+++ Raw records +++

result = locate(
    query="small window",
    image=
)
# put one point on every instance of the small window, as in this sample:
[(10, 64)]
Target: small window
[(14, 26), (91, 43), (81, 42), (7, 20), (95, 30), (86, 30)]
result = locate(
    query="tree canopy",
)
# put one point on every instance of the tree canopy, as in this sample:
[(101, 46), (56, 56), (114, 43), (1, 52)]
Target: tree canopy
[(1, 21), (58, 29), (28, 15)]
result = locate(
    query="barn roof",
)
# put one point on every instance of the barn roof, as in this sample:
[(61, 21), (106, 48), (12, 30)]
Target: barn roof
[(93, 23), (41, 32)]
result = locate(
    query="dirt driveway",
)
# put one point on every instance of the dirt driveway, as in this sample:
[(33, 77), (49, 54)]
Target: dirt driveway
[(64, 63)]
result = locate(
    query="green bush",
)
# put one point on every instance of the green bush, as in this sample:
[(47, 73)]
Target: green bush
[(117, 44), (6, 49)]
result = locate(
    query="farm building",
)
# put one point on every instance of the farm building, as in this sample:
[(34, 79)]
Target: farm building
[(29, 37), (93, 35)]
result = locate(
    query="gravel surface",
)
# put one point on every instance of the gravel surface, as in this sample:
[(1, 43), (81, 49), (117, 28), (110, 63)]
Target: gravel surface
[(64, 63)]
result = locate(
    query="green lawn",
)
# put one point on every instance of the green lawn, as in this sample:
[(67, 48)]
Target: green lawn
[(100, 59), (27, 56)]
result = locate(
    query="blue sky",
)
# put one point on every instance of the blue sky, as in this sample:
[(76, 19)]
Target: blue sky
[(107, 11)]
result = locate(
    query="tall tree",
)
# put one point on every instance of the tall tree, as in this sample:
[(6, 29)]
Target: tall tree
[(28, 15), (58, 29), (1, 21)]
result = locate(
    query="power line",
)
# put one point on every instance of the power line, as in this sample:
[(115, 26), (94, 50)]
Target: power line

+++

◆ Problem statement ◆
Reproduce each entry from the records above, character for character.

◆ Answer ◆
result = locate(
    query="small window",
    image=
)
# put one point on every instance of the small window, as in this sample:
[(10, 64)]
Target: small window
[(14, 26), (91, 43), (81, 42), (7, 20), (95, 30), (86, 30)]
result = locate(
    query="tree canopy",
)
# put one point on every instance of the tree canopy, as in this sample:
[(101, 46), (56, 56), (114, 43), (1, 52)]
Target: tree canopy
[(1, 21), (58, 29), (28, 15)]
result = locate(
    query="barn roof",
)
# put one point on every instance of the barn roof, as in this sample:
[(61, 21), (106, 48), (12, 30)]
Target: barn roof
[(93, 23), (41, 32)]
result = locate(
    query="dirt driveway",
)
# put one point on every instance of the dirt driveway, as in this sample:
[(33, 77), (49, 54)]
Target: dirt driveway
[(64, 63)]
result = locate(
    query="green bush",
)
# put one point on every instance of the green bush, as in this sample:
[(47, 73)]
Target: green bush
[(117, 44), (6, 49)]
result = locate(
    query="farm building",
)
# put one point on every instance of the farm building, as in this sample:
[(34, 79)]
Target: farm building
[(29, 37), (93, 35)]
result = locate(
    query="gravel surface",
)
# put one point on every instance of the gravel surface, as in this sample:
[(1, 43), (81, 49), (117, 28), (110, 63)]
Target: gravel surface
[(64, 63)]
result = locate(
    query="green lawn",
)
# put one point on every instance of the green lawn, as in this sample:
[(67, 48)]
Target: green lawn
[(100, 59), (27, 56)]
result = locate(
    query="blue sky",
)
# put one point on every instance of the blue sky, as in this sample:
[(76, 19)]
Target: blue sky
[(107, 11)]
result = locate(
    query="tall tree",
)
# put one point on every instance of the tall tree, as in this sample:
[(6, 29)]
Target: tall tree
[(28, 15), (58, 29), (1, 21)]
result = locate(
    query="power line",
)
# put one point on every instance of the power line, as in this sample:
[(115, 26), (94, 50)]
Target: power line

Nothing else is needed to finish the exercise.